§ Task details:
Extend the biographical passage on the lawyer Benjamin Aymar Sands below, beginning right after its final sentence.

§ Text passage:
American lawyer (1853–1917)

Benjamin Aymar Sands (July 27, 1853 – May 1, 1917) was an American lawyer from New York.

== Early life ==
Sands was born on July 27, 1853, at 80 Fifth Avenue in New York City, New York, the son of Samuel Stevens Sands and Mary Emily Ellis Aymar.

Sands attended Columbia College, graduating from there with an A.B. in 1874. Two years later, he graduated from Columbia Law School with an LL.B. and was admitted to the bar.

==Career==
He initially practiced law as a member of the firm Webb and Sprague. In 1882, he helped organize the firm Bowers and Sands, which lasted until his death. He largely practiced corporation law and was employed as counsel in a number of litigations by many large financial and railroad companies. He was well known as a corporate lawyer and was considered an authority on real estate titles. In 1886, he was appointed receiver of the Indianapolis, Decatur and Springfield Railroad, a position he served as until 1892. He was vice-president of the Colorado Midland Railway from 1891 to 1901, vice-president of the American Mortgage Company and the State Investing Company, a trustee of the Greenwich Savings Bank, chairman of the board of North British and Mercantile Insurance Company of London and Edinburgh, a director and executive committee member of the Terminal Warehouse Company, the Lincoln Trust Company, and the Fidelity Bank and Commonwealth Insurance Company, a director and auditing committee member of the United States Safe Deposit Company, and a director of the Mortgage Bond Company and the New York Trust Company.

Sands' first law firm, Webb & Sprague, was a partnership he formed with H. Walter Webb, Henry L. Sprague, and Robert C. Cornell. He formed his second law firm, Platt & Bowers, with John M. Bowers and James N. Platt. The firm was renamed Bowers & Sands after Platt's death. In 1898, Frederic J. Middlebrook, James W. Gerard, and Latham G. Reed became partners in the firm. Gerard, who later became a New York Supreme Court Justice and United States Ambassador to Germany, retired from the firm in 1908. In 1911, William H. Van Benschoten became a member of the firm. In 1915, Latham G. Reed retired from the firm while Middleton S. Borland and Frank H. Sincerbeaux became associated with the firm.

§ Dataset excerpt:

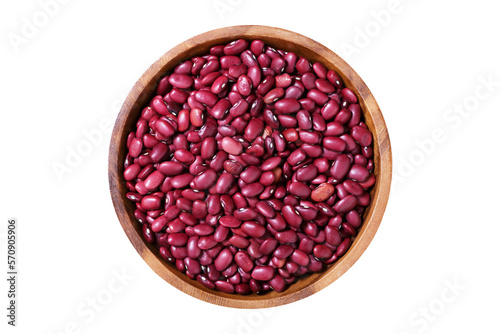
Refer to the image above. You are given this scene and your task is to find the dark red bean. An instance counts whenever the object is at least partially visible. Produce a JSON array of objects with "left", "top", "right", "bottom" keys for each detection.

§ Output below:
Sands' law firm, later known as Platt, Bowers & Sands, was the successor of the firm Gerard & Platt, which was founded in 1828. He was an advocate of the Mortgage Tax Law, which was enacted and proved a boon to New York City real estate interests. A member of the Republican Party, he was a presidential elector in the 1904 presidential election and president of the Republican Club of the 27th Assembly District in 1905.

===Other interests===
Sands was an executive committee member of the New York City Bar Association. He was a member of the Union Club, the City Club, the Down Town Association, the St. Andrew's Society, and the Society of Colonial Wars. He was a Governor of the University Club for many years, and he served as its president from 1910 to 1913. He was also a fellow of the Metropolitan Museum of Art and a trustee of Columbia University. He was an Episcopalian.

==Personal life==
In 1878, he married Amy Kirby Aiken, a daughter of William H. Akin. Together, they were the parents of one daughter:

- Mary Emily "May" Sands (1879–1941), who married Hon. Hugh Melville Howard, youngest son of Cecil Howard, 6th Earl of Wicklow, in 1908.

Sands died at home in New York on May 1, 1917. He was buried in Green-Wood Cemetery.

===Descendants===
Through his daughter May, he was a grandfather of Cecil Aymar Howard, 9th Earl of Wicklow (1909–1977) and Katharine Frances Theodosia Howard (1910–1990), neither of whom married.